- What is needed
Nothing but the records, copied exactly and stripped of pictures, should be in the answer.

Records for the task section start

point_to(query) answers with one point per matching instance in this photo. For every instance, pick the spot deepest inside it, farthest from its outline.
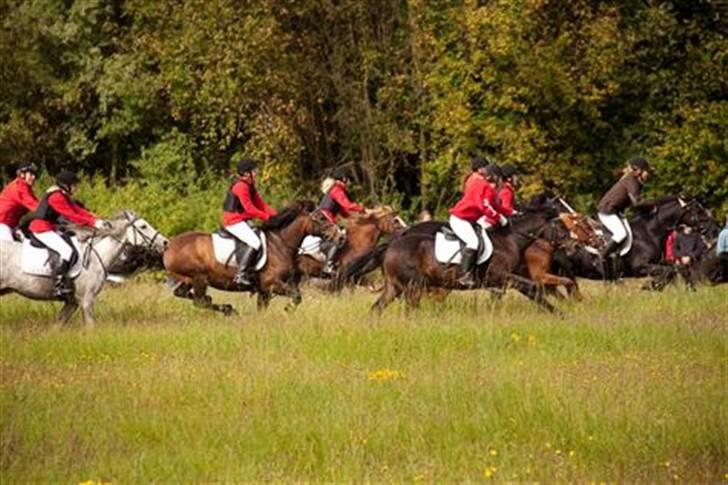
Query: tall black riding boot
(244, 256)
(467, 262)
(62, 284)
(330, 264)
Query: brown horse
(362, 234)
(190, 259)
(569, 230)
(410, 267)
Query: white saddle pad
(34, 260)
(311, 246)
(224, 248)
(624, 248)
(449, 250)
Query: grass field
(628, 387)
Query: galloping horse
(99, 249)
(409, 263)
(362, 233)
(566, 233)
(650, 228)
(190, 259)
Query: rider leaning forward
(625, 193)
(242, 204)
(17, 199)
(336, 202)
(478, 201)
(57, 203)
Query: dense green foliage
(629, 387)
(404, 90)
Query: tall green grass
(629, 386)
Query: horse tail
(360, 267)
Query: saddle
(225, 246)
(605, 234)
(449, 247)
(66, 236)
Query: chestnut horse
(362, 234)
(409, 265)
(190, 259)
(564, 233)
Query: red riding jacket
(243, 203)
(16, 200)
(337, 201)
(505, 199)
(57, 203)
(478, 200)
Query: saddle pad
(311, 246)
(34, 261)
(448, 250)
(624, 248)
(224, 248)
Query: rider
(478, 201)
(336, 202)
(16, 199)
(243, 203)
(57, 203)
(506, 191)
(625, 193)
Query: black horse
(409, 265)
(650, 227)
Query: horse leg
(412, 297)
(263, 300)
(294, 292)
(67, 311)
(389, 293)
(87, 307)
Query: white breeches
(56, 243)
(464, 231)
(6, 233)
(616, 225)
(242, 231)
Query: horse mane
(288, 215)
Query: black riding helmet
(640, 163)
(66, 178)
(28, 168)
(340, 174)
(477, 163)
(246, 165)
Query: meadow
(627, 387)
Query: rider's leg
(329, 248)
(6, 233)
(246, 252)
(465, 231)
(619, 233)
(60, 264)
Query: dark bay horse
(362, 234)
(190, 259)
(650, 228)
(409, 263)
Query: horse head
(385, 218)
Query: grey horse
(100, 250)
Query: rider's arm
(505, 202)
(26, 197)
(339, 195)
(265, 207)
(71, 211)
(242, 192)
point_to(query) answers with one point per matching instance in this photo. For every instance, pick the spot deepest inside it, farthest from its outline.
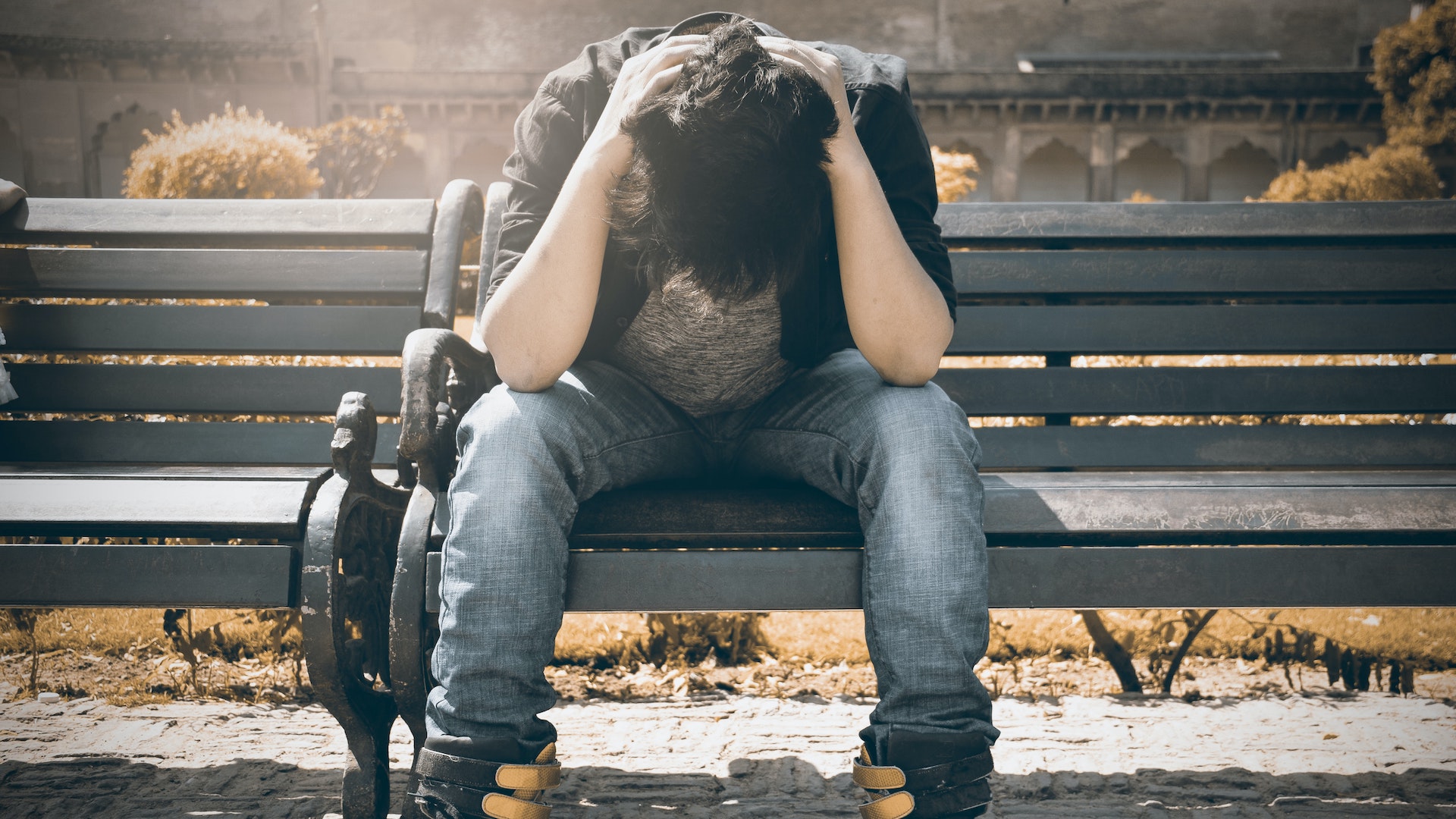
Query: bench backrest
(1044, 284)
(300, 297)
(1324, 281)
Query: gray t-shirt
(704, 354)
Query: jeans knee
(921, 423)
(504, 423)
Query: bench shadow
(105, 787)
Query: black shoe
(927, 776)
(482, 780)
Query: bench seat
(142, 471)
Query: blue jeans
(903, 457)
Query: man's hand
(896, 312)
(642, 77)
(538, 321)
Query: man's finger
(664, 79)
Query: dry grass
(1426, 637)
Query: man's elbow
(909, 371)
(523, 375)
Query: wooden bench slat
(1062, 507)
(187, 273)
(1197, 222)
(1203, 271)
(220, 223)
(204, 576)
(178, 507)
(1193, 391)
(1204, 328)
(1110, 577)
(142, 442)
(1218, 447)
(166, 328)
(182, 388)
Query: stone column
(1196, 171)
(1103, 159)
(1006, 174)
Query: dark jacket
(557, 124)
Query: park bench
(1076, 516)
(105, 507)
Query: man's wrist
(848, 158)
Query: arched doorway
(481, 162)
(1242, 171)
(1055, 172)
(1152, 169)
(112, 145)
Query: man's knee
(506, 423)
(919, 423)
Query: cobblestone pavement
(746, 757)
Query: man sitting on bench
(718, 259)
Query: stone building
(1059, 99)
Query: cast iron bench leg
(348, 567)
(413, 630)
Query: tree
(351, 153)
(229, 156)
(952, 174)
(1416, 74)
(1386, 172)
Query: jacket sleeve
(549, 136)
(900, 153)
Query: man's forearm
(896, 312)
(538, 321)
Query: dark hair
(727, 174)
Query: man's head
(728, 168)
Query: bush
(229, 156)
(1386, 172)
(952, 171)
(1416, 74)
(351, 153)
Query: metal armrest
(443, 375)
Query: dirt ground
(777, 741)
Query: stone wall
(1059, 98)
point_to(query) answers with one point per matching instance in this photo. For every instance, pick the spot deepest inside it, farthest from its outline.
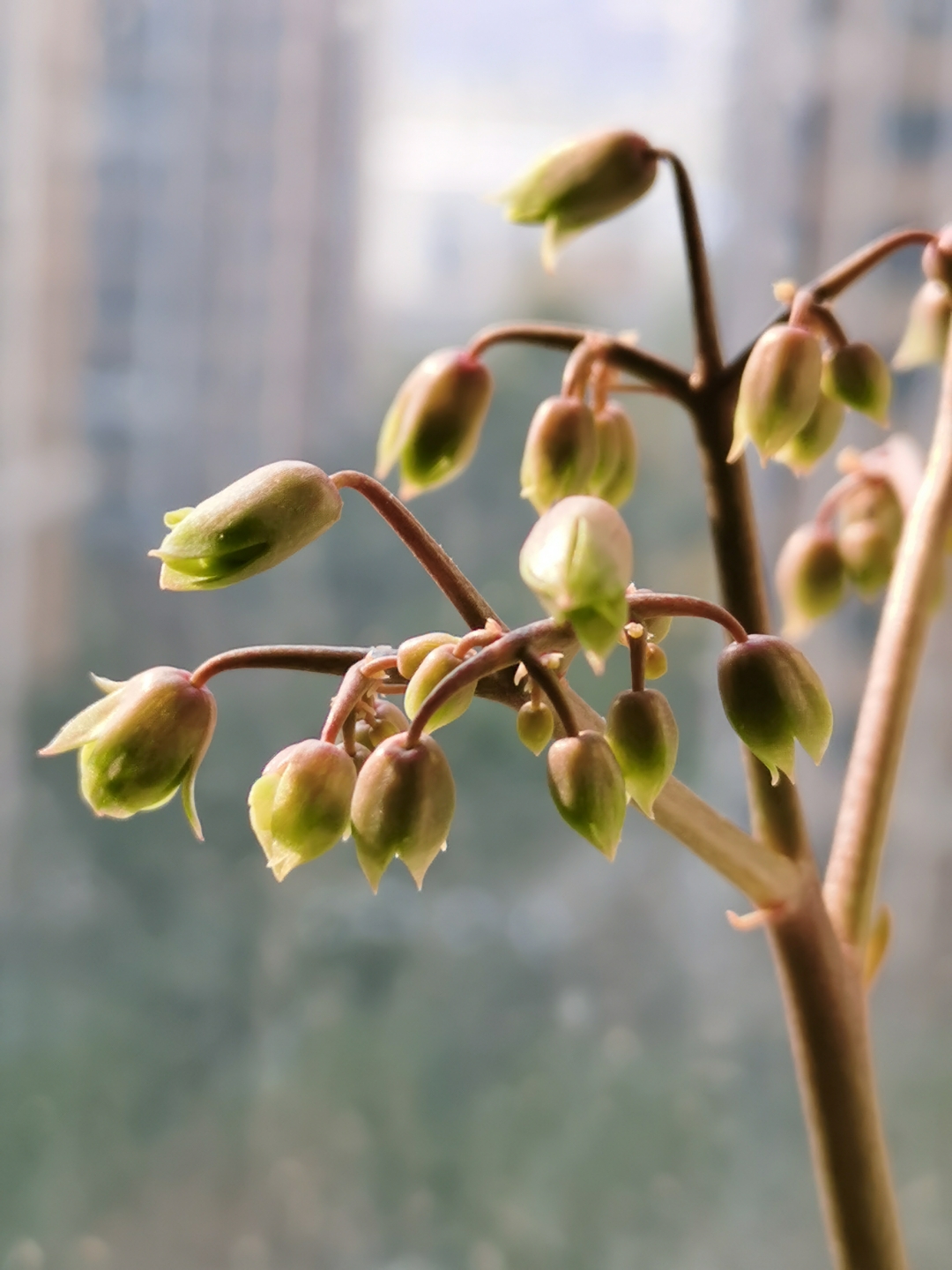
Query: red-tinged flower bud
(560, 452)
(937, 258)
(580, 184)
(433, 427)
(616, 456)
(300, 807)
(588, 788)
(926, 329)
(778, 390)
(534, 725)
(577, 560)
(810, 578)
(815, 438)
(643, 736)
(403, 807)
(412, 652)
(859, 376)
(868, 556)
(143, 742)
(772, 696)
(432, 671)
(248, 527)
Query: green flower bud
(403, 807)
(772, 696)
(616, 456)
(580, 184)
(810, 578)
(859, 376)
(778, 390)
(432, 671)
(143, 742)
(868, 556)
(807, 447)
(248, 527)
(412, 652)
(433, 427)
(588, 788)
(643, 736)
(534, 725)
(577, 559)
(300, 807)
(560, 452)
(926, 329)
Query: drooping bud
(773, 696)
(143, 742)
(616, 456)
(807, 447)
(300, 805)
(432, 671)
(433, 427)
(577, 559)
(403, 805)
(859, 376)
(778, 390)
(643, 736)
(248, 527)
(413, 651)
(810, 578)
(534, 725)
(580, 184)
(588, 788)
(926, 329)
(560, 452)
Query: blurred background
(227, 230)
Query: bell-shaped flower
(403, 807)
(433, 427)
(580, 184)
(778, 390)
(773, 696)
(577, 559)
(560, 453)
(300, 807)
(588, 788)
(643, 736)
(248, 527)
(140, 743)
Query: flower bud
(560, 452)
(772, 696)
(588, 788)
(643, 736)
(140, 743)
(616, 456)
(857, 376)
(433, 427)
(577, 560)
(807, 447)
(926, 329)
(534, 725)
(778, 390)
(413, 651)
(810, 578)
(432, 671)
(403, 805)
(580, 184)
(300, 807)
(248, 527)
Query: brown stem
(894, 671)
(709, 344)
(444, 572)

Records for the task section end

- Answer to this problem
point_to(query) answers with one point per matching instance in this photo. For every instance, pick the spot deepest inside it, farthest from its outline.
Query: tall black riding boot
(244, 256)
(467, 262)
(62, 284)
(330, 264)
Query: brown horse
(362, 234)
(190, 259)
(569, 230)
(410, 267)
Query: white saddle pad
(34, 260)
(311, 246)
(224, 248)
(624, 248)
(449, 250)
Query: grass field
(628, 387)
Query: galloping horse
(99, 249)
(409, 263)
(362, 233)
(566, 233)
(650, 228)
(190, 259)
Query: rider leaning forward
(625, 193)
(242, 204)
(17, 199)
(336, 202)
(478, 201)
(57, 203)
Query: dense green foliage
(629, 387)
(404, 90)
Query: tall green grass
(629, 386)
Query: horse tail
(360, 267)
Query: saddle
(225, 246)
(605, 234)
(449, 247)
(66, 236)
Query: chestnut horse
(362, 234)
(409, 265)
(190, 259)
(564, 233)
Query: red riding jacket
(243, 203)
(16, 200)
(337, 201)
(505, 199)
(57, 203)
(478, 200)
Query: saddle pad
(311, 246)
(34, 261)
(448, 250)
(624, 248)
(224, 248)
Query: rider
(478, 201)
(336, 202)
(16, 199)
(243, 203)
(57, 203)
(506, 191)
(625, 193)
Query: black horse
(409, 265)
(650, 227)
Query: horse leg
(412, 297)
(263, 300)
(294, 292)
(67, 311)
(389, 293)
(87, 307)
Query: white breeches
(56, 243)
(464, 231)
(6, 233)
(616, 225)
(242, 231)
Query: horse mane
(288, 215)
Query: black riding helmet
(640, 163)
(66, 178)
(28, 168)
(340, 174)
(477, 163)
(246, 165)
Query: meadow
(627, 387)
Query: rider's leg
(329, 248)
(6, 233)
(246, 252)
(465, 231)
(619, 233)
(60, 264)
Query: dark bay horse
(362, 234)
(190, 259)
(650, 228)
(409, 263)
Query: horse head
(385, 218)
Query: grey horse
(100, 250)
Query: rider's arm
(505, 202)
(26, 197)
(339, 195)
(265, 207)
(71, 211)
(242, 192)
point_to(query) answers with one point per matching instance in this photo. For every instance, pick the spot deepest inside it, farthest from its outline.
Query: bench backrest
(1044, 284)
(300, 297)
(1324, 281)
Query: gray t-shirt
(704, 354)
Query: jeans knee
(921, 423)
(504, 423)
Query: bench shadow
(105, 787)
Query: black shoe
(927, 776)
(482, 780)
Query: bench seat
(142, 471)
Query: blue jeans
(903, 457)
Query: man's hand
(896, 312)
(642, 77)
(538, 321)
Query: man's finger
(664, 79)
Query: dry grass
(1426, 637)
Query: man's elbow
(909, 371)
(523, 375)
Query: wooden bench slat
(1062, 507)
(187, 273)
(1197, 222)
(1203, 271)
(220, 223)
(204, 576)
(178, 507)
(1193, 391)
(1204, 328)
(1110, 577)
(142, 442)
(1218, 447)
(166, 328)
(182, 388)
Query: stone column
(1196, 171)
(1103, 159)
(1006, 174)
Query: dark jacket
(557, 124)
Query: park bench
(1076, 516)
(105, 507)
Query: man's wrist
(848, 158)
Query: arched doorway
(481, 162)
(1242, 171)
(1055, 172)
(1152, 169)
(112, 145)
Query: man's knee
(506, 423)
(919, 423)
Query: cobblestone pavement
(746, 757)
Query: man sitting on bench
(718, 259)
Query: stone building
(1059, 99)
Query: cast iron bench leg
(348, 567)
(413, 630)
Query: tree
(351, 153)
(229, 156)
(952, 174)
(1416, 74)
(1386, 172)
Query: jacket sleeve
(549, 136)
(900, 153)
Query: man's forearm
(896, 312)
(538, 321)
Query: dark hair
(727, 174)
Query: man's head
(728, 168)
Query: bush
(229, 156)
(1386, 172)
(952, 171)
(1416, 74)
(351, 153)
Query: metal armrest
(443, 375)
Query: dirt ground
(777, 741)
Query: stone wall
(1059, 98)
point_to(query) answers with one point per matching instance in this photo. For every instance, pick the spot deepest inside it, farthest from its outline.
Query: red-tinged flower bud
(560, 452)
(937, 258)
(580, 184)
(433, 427)
(616, 456)
(300, 807)
(588, 788)
(926, 329)
(778, 390)
(534, 725)
(577, 560)
(810, 578)
(815, 438)
(643, 736)
(403, 807)
(412, 652)
(859, 376)
(868, 556)
(143, 742)
(772, 696)
(432, 671)
(248, 527)
Query: green flower bud
(403, 807)
(772, 696)
(616, 456)
(580, 184)
(810, 578)
(859, 376)
(778, 390)
(432, 671)
(143, 742)
(868, 556)
(807, 447)
(248, 527)
(412, 652)
(433, 427)
(588, 788)
(643, 736)
(534, 725)
(577, 559)
(300, 807)
(560, 452)
(926, 329)
Query: drooping bud
(773, 696)
(143, 742)
(616, 456)
(807, 447)
(300, 805)
(432, 671)
(433, 427)
(577, 559)
(403, 805)
(859, 376)
(778, 390)
(643, 736)
(248, 527)
(413, 651)
(810, 578)
(534, 725)
(580, 184)
(588, 788)
(926, 329)
(560, 452)
Query: blurred background
(227, 230)
Query: bell-shaped flower
(403, 807)
(433, 427)
(580, 184)
(778, 390)
(773, 696)
(577, 559)
(560, 453)
(300, 807)
(588, 788)
(643, 736)
(248, 527)
(140, 743)
Query: flower bud
(560, 452)
(772, 696)
(588, 788)
(643, 736)
(140, 743)
(616, 456)
(857, 376)
(433, 427)
(577, 560)
(807, 447)
(926, 329)
(534, 725)
(778, 390)
(413, 651)
(810, 578)
(432, 671)
(403, 805)
(580, 184)
(300, 807)
(248, 527)
Query: brown stem
(894, 671)
(709, 344)
(444, 572)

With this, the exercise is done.